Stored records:
++++

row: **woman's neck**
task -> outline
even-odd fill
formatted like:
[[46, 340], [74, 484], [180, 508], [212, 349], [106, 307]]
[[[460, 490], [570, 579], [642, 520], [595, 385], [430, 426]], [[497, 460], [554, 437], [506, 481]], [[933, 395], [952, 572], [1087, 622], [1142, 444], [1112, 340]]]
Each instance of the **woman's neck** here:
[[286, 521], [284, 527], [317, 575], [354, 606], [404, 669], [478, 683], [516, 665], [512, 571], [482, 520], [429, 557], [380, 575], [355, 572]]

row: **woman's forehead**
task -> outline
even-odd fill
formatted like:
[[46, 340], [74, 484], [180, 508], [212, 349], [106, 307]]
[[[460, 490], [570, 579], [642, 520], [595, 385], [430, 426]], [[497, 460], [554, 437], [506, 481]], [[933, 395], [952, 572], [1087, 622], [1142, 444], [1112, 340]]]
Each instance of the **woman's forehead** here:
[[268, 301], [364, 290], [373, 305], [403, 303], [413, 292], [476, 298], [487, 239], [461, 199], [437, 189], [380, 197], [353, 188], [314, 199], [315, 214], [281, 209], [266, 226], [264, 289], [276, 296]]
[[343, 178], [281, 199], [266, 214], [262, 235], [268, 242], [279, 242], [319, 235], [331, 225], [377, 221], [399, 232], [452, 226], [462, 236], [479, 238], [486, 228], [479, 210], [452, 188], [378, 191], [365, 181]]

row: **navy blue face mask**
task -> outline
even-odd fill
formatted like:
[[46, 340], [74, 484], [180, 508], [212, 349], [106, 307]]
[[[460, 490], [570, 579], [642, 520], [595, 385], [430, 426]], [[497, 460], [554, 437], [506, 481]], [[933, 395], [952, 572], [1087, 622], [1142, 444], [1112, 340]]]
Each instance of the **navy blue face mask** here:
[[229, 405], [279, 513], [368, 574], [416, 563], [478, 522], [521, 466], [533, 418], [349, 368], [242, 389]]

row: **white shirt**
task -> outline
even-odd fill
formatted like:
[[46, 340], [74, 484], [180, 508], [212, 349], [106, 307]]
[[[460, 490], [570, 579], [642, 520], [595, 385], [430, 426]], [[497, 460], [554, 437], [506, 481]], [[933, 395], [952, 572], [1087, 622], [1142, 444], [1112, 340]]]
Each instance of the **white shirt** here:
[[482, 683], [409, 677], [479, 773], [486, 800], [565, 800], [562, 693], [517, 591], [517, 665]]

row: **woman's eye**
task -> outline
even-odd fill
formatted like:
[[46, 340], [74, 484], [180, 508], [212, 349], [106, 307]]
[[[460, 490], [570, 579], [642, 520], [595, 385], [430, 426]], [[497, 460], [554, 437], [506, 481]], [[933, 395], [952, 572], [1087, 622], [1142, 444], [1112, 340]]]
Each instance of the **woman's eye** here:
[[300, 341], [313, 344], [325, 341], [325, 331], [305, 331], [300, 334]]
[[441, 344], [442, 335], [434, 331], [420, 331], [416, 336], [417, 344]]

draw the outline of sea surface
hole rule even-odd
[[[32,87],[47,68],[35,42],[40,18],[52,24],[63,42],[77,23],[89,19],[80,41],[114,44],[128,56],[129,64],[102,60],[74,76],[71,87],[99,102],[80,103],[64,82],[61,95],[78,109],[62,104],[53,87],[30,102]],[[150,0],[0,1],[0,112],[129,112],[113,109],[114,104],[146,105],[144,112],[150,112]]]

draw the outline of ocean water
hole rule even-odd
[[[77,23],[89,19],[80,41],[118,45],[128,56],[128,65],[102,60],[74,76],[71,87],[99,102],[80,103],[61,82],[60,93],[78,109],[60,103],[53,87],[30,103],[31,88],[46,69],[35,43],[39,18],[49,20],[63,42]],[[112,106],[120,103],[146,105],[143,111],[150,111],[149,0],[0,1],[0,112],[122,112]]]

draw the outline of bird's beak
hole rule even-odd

++++

TASK OBJECTIVE: Please show all lines from the entries that contain the word "draw".

RESULT:
draw the outline of sea surface
draw the outline of ocean water
draw the outline of bird's beak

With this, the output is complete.